To do>
Below are several records. Retype exactly those lines running from the one with "Target: wooden table" through the one with "of the finger", end lines included, and no others.

Exercise material>
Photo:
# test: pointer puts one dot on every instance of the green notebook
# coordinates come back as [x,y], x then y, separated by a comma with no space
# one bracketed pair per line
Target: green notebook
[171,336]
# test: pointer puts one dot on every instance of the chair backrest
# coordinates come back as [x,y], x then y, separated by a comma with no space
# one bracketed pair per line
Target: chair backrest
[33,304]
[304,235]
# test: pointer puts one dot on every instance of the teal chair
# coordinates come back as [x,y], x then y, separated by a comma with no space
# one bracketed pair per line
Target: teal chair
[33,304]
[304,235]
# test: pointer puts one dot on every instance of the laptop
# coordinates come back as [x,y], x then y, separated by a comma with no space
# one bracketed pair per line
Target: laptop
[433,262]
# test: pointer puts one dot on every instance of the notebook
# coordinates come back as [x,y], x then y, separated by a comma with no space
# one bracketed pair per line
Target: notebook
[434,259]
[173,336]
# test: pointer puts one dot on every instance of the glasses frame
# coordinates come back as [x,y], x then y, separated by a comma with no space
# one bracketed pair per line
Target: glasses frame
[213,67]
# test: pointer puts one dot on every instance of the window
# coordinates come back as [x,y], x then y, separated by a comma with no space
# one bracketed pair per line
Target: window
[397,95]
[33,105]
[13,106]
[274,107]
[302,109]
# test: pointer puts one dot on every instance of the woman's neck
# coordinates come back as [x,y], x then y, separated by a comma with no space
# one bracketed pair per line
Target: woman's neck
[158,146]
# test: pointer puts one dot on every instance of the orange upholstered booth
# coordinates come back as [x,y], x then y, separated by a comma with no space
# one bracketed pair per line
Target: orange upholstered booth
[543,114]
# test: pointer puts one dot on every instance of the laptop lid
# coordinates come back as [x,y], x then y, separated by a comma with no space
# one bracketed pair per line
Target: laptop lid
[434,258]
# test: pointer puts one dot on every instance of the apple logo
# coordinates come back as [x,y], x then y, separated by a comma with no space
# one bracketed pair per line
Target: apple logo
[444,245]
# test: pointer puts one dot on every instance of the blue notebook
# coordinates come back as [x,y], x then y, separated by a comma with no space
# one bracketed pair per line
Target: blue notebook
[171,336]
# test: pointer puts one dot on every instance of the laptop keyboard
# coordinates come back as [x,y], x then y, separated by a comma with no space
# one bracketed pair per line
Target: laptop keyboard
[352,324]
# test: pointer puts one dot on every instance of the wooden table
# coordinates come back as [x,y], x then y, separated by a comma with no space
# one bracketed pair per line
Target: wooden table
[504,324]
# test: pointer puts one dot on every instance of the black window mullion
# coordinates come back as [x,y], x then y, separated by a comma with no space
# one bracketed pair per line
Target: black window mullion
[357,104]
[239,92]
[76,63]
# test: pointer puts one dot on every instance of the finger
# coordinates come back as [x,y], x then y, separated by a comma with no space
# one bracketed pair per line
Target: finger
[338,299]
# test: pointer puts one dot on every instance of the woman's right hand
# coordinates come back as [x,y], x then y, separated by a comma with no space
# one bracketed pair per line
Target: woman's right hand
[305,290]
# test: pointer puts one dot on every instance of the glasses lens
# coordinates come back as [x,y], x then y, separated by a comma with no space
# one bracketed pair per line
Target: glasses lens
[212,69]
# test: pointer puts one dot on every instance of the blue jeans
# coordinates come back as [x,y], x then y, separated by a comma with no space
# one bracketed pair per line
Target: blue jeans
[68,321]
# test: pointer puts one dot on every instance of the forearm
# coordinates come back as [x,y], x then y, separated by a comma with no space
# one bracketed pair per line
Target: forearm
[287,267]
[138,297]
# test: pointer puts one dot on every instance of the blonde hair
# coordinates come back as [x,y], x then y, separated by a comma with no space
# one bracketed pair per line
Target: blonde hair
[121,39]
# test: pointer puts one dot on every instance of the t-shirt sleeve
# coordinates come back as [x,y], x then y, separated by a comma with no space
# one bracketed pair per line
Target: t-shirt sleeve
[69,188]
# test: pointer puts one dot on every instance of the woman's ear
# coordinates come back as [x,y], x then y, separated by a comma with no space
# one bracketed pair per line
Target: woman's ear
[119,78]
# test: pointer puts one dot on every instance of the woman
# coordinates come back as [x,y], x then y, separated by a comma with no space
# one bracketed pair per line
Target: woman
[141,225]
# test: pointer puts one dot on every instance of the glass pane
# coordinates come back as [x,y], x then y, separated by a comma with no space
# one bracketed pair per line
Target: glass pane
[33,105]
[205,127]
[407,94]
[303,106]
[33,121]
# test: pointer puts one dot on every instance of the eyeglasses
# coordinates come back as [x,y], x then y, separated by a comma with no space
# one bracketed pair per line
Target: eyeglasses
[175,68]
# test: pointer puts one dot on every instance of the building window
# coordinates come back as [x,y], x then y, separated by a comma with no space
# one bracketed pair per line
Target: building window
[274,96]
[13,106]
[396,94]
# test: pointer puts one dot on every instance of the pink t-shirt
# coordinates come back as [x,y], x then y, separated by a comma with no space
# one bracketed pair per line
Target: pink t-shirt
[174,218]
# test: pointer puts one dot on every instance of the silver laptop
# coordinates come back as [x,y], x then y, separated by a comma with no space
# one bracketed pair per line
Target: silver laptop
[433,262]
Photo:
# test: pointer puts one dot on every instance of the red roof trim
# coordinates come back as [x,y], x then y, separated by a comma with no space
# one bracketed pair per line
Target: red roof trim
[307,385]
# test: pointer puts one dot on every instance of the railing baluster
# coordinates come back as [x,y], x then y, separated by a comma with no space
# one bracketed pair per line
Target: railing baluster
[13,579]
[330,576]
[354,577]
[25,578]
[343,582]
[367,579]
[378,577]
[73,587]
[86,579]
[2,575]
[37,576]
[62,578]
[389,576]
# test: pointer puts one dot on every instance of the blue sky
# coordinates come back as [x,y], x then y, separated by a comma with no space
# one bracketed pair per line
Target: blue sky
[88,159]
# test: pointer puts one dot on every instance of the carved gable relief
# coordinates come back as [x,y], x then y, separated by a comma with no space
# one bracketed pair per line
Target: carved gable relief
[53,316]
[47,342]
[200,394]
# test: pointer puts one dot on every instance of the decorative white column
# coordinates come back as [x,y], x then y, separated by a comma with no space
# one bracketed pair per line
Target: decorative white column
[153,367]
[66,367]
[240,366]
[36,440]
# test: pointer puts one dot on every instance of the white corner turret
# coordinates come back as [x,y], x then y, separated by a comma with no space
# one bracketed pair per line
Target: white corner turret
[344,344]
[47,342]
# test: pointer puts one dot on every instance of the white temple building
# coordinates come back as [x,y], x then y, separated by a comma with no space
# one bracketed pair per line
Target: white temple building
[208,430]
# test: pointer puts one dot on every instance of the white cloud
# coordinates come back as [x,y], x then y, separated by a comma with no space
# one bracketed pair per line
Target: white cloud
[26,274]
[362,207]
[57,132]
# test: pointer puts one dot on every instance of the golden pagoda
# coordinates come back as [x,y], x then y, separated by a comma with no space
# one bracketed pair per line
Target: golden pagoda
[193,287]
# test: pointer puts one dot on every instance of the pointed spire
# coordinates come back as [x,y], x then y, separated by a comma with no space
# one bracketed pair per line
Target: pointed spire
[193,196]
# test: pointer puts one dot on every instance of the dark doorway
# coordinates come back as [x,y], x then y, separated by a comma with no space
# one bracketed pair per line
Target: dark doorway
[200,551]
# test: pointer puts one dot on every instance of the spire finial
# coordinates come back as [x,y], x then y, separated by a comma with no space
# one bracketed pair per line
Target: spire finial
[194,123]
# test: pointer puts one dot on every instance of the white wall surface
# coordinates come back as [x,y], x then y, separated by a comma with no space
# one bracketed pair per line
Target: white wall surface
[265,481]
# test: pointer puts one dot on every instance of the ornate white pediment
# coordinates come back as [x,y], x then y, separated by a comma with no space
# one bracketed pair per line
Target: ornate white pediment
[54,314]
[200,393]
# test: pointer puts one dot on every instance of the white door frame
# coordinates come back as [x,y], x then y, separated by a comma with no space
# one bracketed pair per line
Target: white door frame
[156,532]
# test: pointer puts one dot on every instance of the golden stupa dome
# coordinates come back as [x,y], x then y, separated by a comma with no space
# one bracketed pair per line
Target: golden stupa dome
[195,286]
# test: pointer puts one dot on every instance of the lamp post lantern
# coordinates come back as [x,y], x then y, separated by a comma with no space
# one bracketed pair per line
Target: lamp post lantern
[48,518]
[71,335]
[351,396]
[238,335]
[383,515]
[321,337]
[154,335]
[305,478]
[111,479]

Written solution>
Target: wooden table
[504,324]
# test: pointer puts one dot on every instance of the black window mullion
# coordinates come back as [x,y], x then y, separated by a comma with no space
# one bracketed pair per line
Target: black window mullion
[357,104]
[239,92]
[76,63]
# test: pointer puts one dot on every instance of the finger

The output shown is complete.